* **Exercises to complete**:
1. Translate this sentence from the repository description into Spanish: "We concluded that the 'inflated' ask amounts were effective, but the analysis is limited to the immediate campaign."
2. From the repository description, extract the passage between "This repository contains" and "stats models libraries.", inclusive.
3. Write what comes next in the repository description of the donor data projects, picking up after its last sentence.

* **Provided text**:
This repository contains a collection of data analysis and predictive modelling projects I have completed for The Shepherd Centre. It contains 4 examples of the types of projects that I proactively initiated and completed.
In this project, we conducted an AB test on a Christmas Direct mail call for donations, where we analysed the effectiveness and profitability of an 'inflated' ask amount grid vs. a standard ask amount grid across our donor segmentation model. We concluded that the 'inflated' ask amounts were effective, but the analysis is limited to the immediate campaign. More work would be required to analyse the affect of the test on longer term donor behaviour. This analysis was conducted with Python, using pandas, numpy, scipy stats and stats models libraries.
2. An exploration of Binary classification supervised learning models of donors to the Tax time Direct marketing campaign.
In this project, we asked the question 'Is it possible to develop a machine learning model that can select the 'best' donors for the tax marketing campaign? To do this, we evaluated the effectiveness of 3 popular classification algorithms: Logistic Regression, Random Forest, and K-Nearest neighbours. We found that the models in general, did not perform significantly better than our donor segmentation model. This analysis was conducted in Python, sci-kit learn and stats models.

* **Extracted data**:
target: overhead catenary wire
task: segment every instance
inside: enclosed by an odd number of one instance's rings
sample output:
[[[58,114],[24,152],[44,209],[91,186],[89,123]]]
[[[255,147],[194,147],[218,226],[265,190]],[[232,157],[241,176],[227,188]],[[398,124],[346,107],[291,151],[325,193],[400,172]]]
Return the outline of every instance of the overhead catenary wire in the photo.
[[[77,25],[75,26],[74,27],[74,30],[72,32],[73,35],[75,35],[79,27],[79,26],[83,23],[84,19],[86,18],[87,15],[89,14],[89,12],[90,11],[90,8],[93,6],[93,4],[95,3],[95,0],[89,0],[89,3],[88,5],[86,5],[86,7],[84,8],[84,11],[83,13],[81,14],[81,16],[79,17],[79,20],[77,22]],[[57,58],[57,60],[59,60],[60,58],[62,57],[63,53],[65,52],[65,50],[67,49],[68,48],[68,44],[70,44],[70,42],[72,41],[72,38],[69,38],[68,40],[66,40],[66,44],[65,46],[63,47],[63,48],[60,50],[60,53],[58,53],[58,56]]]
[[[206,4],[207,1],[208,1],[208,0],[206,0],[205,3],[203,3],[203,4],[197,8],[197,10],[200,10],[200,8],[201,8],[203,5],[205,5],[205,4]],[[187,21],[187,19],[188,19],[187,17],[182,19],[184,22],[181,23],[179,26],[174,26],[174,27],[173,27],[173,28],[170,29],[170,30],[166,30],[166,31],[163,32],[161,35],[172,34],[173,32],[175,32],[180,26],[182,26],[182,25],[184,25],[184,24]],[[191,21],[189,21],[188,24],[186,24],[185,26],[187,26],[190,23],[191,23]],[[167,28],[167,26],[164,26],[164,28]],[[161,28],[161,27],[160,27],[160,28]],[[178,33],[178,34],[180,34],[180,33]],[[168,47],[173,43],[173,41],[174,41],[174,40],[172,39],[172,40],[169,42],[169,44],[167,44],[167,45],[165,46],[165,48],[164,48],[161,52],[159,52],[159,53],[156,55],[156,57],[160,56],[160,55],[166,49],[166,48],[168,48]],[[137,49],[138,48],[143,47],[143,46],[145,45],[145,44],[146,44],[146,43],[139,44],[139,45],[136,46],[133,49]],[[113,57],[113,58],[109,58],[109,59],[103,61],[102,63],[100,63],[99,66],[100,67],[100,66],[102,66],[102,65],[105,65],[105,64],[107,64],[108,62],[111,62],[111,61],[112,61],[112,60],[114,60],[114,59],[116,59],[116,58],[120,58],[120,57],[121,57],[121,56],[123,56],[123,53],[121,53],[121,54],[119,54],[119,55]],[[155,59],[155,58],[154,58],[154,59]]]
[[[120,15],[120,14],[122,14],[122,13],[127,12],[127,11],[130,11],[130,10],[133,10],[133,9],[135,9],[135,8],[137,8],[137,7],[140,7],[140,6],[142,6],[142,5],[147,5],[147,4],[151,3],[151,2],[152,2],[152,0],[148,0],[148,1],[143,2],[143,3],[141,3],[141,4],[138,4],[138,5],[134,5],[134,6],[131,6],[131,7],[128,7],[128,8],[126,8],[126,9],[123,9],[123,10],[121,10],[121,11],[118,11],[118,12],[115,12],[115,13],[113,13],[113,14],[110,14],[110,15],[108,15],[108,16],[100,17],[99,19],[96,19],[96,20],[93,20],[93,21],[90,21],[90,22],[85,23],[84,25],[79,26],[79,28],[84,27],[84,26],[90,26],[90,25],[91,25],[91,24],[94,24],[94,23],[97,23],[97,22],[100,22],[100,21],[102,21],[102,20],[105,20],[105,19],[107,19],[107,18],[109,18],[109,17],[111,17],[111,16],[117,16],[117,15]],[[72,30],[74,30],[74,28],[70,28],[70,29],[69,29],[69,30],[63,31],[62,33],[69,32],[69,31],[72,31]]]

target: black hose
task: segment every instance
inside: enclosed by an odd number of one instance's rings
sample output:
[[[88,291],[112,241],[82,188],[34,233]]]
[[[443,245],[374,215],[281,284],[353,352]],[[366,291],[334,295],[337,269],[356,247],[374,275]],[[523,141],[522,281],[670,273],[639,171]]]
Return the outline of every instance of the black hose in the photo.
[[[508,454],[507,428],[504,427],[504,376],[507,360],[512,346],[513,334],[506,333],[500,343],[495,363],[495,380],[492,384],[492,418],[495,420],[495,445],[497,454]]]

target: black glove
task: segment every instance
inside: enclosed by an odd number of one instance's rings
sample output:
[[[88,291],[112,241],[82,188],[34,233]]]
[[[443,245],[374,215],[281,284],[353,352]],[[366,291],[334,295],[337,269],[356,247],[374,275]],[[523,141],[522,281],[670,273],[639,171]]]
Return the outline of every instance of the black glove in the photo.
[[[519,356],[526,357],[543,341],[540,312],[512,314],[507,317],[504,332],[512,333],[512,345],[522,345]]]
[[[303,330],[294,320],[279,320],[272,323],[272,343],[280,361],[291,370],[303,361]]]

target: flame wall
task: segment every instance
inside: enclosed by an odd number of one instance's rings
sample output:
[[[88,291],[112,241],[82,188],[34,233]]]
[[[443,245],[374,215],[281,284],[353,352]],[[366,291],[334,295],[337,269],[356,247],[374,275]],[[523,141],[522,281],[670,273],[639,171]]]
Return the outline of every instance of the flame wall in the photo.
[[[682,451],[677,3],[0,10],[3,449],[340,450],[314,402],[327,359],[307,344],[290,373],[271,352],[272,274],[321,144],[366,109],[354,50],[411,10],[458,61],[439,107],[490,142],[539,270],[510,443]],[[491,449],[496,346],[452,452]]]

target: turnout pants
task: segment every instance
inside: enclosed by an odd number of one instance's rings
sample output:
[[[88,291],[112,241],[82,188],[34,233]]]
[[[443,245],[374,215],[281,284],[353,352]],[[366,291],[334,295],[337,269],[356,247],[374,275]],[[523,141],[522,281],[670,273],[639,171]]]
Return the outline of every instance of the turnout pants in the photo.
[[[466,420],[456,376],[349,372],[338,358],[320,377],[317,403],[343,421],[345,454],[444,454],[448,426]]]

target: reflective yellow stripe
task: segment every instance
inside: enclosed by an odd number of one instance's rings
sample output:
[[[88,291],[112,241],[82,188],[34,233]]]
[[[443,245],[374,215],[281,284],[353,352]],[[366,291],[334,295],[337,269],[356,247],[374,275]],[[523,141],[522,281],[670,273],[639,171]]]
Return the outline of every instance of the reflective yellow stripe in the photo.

* **Answer set**:
1. Concluimos que los montos de solicitud 'inflados' fueron eficaces, pero el análisis se limita a la campaña inmediata.

2.
This repository contains a collection of data analysis and predictive modelling projects I have completed for The Shepherd Centre. It contains 4 examples of the types of projects that I proactively initiated and completed.
In this project, we conducted an AB test on a Christmas Direct mail call for donations, where we analysed the effectiveness and profitability of an 'inflated' ask amount grid vs. a standard ask amount grid across our donor segmentation model. We concluded that the 'inflated' ask amounts were effective, but the analysis is limited to the immediate campaign. More work would be required to analyse the affect of the test on longer term donor behaviour. This analysis was conducted with Python, using pandas, numpy, scipy stats and stats models libraries.

3.
It was considered common knowledge amongst the clinical team at The Shepherd Centre that a child's language ability at 3 years of age is an indicator of a child's language at 5 years of age. In this project, we conducted a simple linear regression to see whether this assumption is generally correct based on available data. We concluded that there is evidence to suugest that this statement is valid. This work was conducted in R.
To view the language prediction html file in rendered form visit: http://htmlpreview.github.io/?https://github.com/yeekayau/tsc_data_analysis/blob/master/LanguageAt3PredictLanguageAt5.html
In this project, we evaluated the validity of an in-house developed clinical tool called the functional listening index. We evaluated three forms of validity: internal, concurrent and predictive validity. To study the internal validity of the tool, we conducted two non-parametric statistical tests. To study the concurrent and predictive validity we used linear regression modelling. We showed that the functional listening index showed evidence of all three forms of validity. This work was conducted in Python using pandas, numpy, Sci-Kit learn and stats models libraries.